─── DATA LINES

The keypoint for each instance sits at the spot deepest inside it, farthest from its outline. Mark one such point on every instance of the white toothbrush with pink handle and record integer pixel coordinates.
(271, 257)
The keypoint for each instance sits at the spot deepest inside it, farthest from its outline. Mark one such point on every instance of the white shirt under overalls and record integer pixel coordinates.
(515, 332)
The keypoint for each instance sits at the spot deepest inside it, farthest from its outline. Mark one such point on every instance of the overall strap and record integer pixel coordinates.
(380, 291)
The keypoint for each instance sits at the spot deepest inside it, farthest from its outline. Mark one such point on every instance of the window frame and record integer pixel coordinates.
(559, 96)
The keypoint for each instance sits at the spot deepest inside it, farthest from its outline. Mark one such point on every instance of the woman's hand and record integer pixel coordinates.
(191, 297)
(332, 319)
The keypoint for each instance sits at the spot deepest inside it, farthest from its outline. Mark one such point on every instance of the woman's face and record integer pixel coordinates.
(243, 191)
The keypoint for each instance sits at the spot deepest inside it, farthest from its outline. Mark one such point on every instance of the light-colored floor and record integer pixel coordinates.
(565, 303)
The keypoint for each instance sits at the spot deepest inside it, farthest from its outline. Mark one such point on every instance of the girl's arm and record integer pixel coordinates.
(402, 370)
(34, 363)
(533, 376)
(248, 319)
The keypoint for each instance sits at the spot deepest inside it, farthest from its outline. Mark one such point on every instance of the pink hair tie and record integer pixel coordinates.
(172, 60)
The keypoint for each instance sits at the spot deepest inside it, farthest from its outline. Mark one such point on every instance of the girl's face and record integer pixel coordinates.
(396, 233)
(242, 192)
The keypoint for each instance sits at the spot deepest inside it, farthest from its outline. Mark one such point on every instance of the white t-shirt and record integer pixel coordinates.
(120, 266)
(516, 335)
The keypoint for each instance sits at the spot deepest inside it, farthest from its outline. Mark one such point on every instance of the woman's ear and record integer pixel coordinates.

──────

Copy every record exactly as presented.

The keypoint for each instance sits at the spot deepest inside it, farthest from its outline. Mark one such point on every instance of the white toothbrush with pink handle and record integer pixel coordinates.
(271, 257)
The keypoint for each instance sits at the spot deepest inside it, farthest from its outline. Mark one such point on every instance of the white shirt under overalls and record integer pixel coordinates.
(515, 332)
The keypoint for each instance sits at the spot deepest inside it, farthest from its outline. Mark one such point on every instance of the overall strap and record integer pixel coordinates.
(380, 291)
The keypoint for each instance sits at the spot deepest inside it, farthest from its outline. Mark one such point on every instance of the window frame and record integer pixel coordinates.
(559, 96)
The keypoint for each instance sits at the spot deepest inside it, farthest from its outline. Mark one such point on every instance of the woman's hand and record integer pixel coordinates.
(191, 297)
(332, 319)
The keypoint for each instance sits at the spot deepest inside it, farthest from its outline. Mark one such point on every instance of the woman's face and record integer pixel coordinates.
(243, 191)
The keypoint for each instance sits at the spot deepest inside it, farthest from its outline. Mark one such point on every instance of the light-colored floor and record integer pixel coordinates.
(565, 303)
The keypoint for each instance sits at the spot deepest inside it, farthest from its outline. Mark one such point on every instance of the girl's arm and record integer pixel coordinates.
(402, 370)
(34, 363)
(533, 376)
(248, 319)
The keypoint for each instance sits at the spot deepest inside it, farthest from its outline. Mark one such point on every instance of the pink hair tie and record integer pixel coordinates.
(172, 60)
The keypoint for each instance sits at the spot deepest inside it, farthest from its outline. Mark one such point on every instance of the girl's face and record integer pixel coordinates.
(396, 233)
(242, 192)
The keypoint for each instance sits at the spot deepest inside it, farthest from its outline. Mark one such point on every instance of the white t-shirt and record integer pixel coordinates.
(120, 266)
(516, 335)
The keypoint for each instance sits at the spot deepest inside it, farthest from its outline. Mark one such point on every instance of the woman's ear and record integer pixel coordinates.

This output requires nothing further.